§ **Text extract**:

━━━━━━━━━━

Q: You have hit a lot of home runs as an amateur and hopefully many to come as a professional. While you say you want to be well-rounded with your game, the home run is still pretty fun, right?
CF: That is my favorite part of the game. I don’t think there is a better feeling than hitting a home for me. Just knowing it is gone right off the bat. It is just the feel. I have hit so many home runs in my 15 years of baseball it is just fun and I don’t think there is a better feeling.
Q: So what are you doing in the offseason?
CF: This is probably the best part about it. My neighbor is the minor league hitting coordinator for the Red Sox. I was going to go to the Red Sox if the Indians did not pick me. His name is Tim Hyers. I have such a good relationship with him and I am working out with him four days a week in the offseason. I will get back in the weight room. I have to put on some body fat. I am at 2.8% and I want to get to 10%. It is going to prevent me from soft tissue injury and cramping so much. I go to the bathroom three times in practice because I carry my water jug around with me. With low body fat percentage it is going to lead me to pull more muscles and cramp and have a lot of soft tissue damage.
Q: Wouldn’t there be a conflict of interest with you being a part of the Indians organization and working with a Red Sox coach?
CF: I talked to the Indians and they know him personally and they are fine with me working with him. The Indians do not care as long as we are sticking to a certain plan. The Red Sox might be the ones because they might be playing against me in a few years (laughs). In the end it is his and my decision. The first baseman for the Oakland A’sBrandon Moss went to my high school so we have a good relationship and I am hitting with him in the offseason. I live 15 minutes from Jeff Francoeur so I can work out with him. Brian McCann is right down the road and I know him personally.

━━━━━━━━━━

§ **Exercise objective**: Reproduce word for word the passage of the baseball interview above, starting at "CF: This is" and ending at "Red Sox coach?".

━━━━━━━━━━

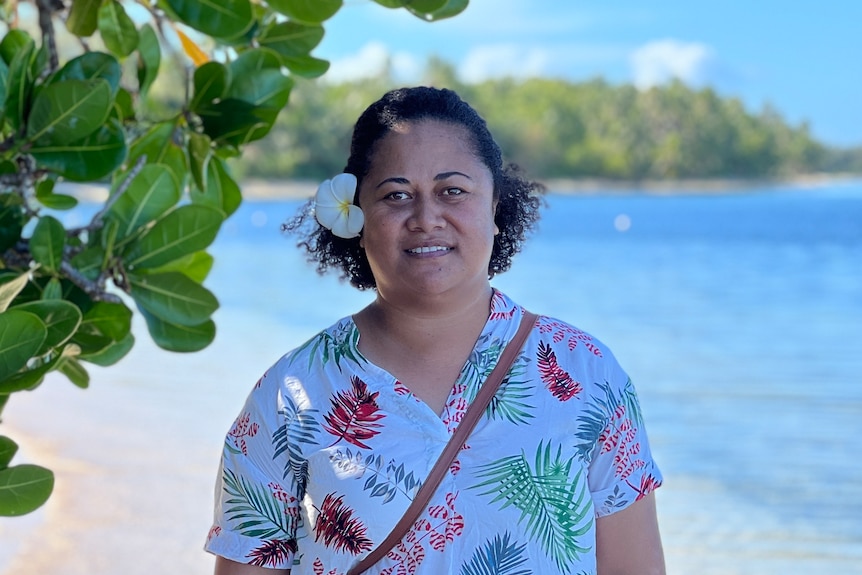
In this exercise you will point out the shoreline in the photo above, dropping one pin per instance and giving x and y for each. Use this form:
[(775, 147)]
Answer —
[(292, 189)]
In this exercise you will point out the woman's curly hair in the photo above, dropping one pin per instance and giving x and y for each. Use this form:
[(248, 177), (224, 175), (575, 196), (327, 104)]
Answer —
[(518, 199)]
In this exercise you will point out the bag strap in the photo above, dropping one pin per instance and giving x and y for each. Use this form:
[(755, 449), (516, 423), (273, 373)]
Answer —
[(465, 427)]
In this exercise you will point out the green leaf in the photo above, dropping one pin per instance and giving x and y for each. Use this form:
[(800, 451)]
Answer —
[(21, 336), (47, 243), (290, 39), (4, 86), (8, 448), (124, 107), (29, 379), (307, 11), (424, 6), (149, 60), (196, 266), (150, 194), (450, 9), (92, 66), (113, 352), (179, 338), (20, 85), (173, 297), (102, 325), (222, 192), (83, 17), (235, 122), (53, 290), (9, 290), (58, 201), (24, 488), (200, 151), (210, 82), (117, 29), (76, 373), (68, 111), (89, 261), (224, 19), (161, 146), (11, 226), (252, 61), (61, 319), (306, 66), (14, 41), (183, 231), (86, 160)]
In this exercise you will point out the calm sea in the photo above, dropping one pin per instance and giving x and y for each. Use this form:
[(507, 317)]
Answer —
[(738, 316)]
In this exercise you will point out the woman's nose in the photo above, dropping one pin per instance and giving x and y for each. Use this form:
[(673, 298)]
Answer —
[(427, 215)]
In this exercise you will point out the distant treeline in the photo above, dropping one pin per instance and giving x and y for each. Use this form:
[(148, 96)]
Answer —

━━━━━━━━━━

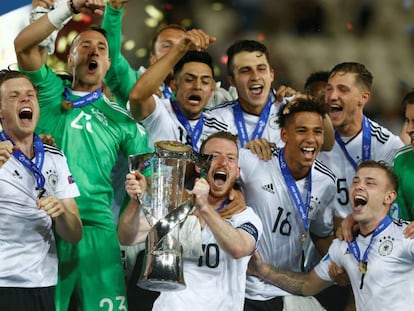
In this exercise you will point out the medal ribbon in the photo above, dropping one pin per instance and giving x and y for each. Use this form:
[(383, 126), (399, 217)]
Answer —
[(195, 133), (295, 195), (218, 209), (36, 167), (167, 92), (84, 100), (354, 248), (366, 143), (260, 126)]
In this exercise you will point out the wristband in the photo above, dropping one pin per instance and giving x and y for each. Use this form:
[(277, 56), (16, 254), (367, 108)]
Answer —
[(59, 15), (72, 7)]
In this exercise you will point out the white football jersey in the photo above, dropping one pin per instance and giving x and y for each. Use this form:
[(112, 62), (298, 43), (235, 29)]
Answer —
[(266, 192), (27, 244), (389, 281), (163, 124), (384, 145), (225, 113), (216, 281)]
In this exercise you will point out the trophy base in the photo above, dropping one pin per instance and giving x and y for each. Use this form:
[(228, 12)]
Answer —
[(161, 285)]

━━━━━━━━━━

§ **Output below**:
CF: This is probably the best part about it. My neighbor is the minor league hitting coordinator for the Red Sox. I was going to go to the Red Sox if the Indians did not pick me. His name is Tim Hyers. I have such a good relationship with him and I am working out with him four days a week in the offseason. I will get back in the weight room. I have to put on some body fat. I am at 2.8% and I want to get to 10%. It is going to prevent me from soft tissue injury and cramping so much. I go to the bathroom three times in practice because I carry my water jug around with me. With low body fat percentage it is going to lead me to pull more muscles and cramp and have a lot of soft tissue damage.
Q: Wouldn’t there be a conflict of interest with you being a part of the Indians organization and working with a Red Sox coach?